(Problem to solve)
Reproduce each line below with no alterations.

Records from a collection
BEGIN

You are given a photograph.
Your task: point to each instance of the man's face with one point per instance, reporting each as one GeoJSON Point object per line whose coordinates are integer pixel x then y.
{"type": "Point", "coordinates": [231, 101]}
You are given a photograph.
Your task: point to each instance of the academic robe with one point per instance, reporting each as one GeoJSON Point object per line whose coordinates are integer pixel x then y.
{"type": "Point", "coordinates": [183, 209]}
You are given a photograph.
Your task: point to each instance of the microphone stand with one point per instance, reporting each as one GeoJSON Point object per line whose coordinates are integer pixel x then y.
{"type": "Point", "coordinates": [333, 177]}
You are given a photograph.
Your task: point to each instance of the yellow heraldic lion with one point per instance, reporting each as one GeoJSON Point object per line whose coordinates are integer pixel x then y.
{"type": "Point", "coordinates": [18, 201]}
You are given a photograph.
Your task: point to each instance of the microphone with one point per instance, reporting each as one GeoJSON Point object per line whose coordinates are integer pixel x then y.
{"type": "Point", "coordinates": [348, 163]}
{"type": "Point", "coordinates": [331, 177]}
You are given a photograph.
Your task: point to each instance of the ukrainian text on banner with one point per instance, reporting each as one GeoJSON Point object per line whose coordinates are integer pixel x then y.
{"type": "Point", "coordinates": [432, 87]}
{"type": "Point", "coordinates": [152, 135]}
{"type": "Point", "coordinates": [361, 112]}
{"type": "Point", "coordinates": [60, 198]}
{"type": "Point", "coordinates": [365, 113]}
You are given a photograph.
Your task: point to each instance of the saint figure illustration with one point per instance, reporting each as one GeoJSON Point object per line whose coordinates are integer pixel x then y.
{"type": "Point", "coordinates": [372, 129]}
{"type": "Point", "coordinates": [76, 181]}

END

(Solution)
You are given a photograph.
Your task: point to each instance of the man's face with one point per instance, reporting each as one GeoJSON Point object per line whose coordinates are integer pixel x then y.
{"type": "Point", "coordinates": [231, 101]}
You are given a photograph.
Your task: point to each instance of the academic robe with one point per instance, reporting each as one GeoJSON Point object per line whose coordinates are integer pixel x then y.
{"type": "Point", "coordinates": [183, 209]}
You are given a photograph.
Your task: point to each instance of the microphone stand with one point per instance, reporting each as one GeoJSON Point object per line whose coordinates are integer pixel x then y.
{"type": "Point", "coordinates": [333, 177]}
You are given a photograph.
Your task: point to each instance of the yellow heraldic lion with one point per instance, reporting each as one GeoJSON Point object per line whose coordinates are integer pixel x then y.
{"type": "Point", "coordinates": [18, 201]}
You are given a photograph.
Your task: point to each instance of the microphone with one point per instance, reporting each as one GeoJSON Point object per line whose coordinates are integer pixel x then y.
{"type": "Point", "coordinates": [348, 163]}
{"type": "Point", "coordinates": [331, 177]}
You are given a photograph.
Your task: point to each instance of the ukrainian text on banner with one point per instance, reporting each as one GeoJSON Point object per line whose coordinates are integer pixel x then y.
{"type": "Point", "coordinates": [432, 87]}
{"type": "Point", "coordinates": [152, 135]}
{"type": "Point", "coordinates": [361, 112]}
{"type": "Point", "coordinates": [60, 198]}
{"type": "Point", "coordinates": [365, 113]}
You are given a photograph.
Your task: point to each instance of the saint figure illustration with one point per instance, reporting each as one GeoJSON Point object per line whose coordinates are integer pixel x then y.
{"type": "Point", "coordinates": [372, 129]}
{"type": "Point", "coordinates": [76, 181]}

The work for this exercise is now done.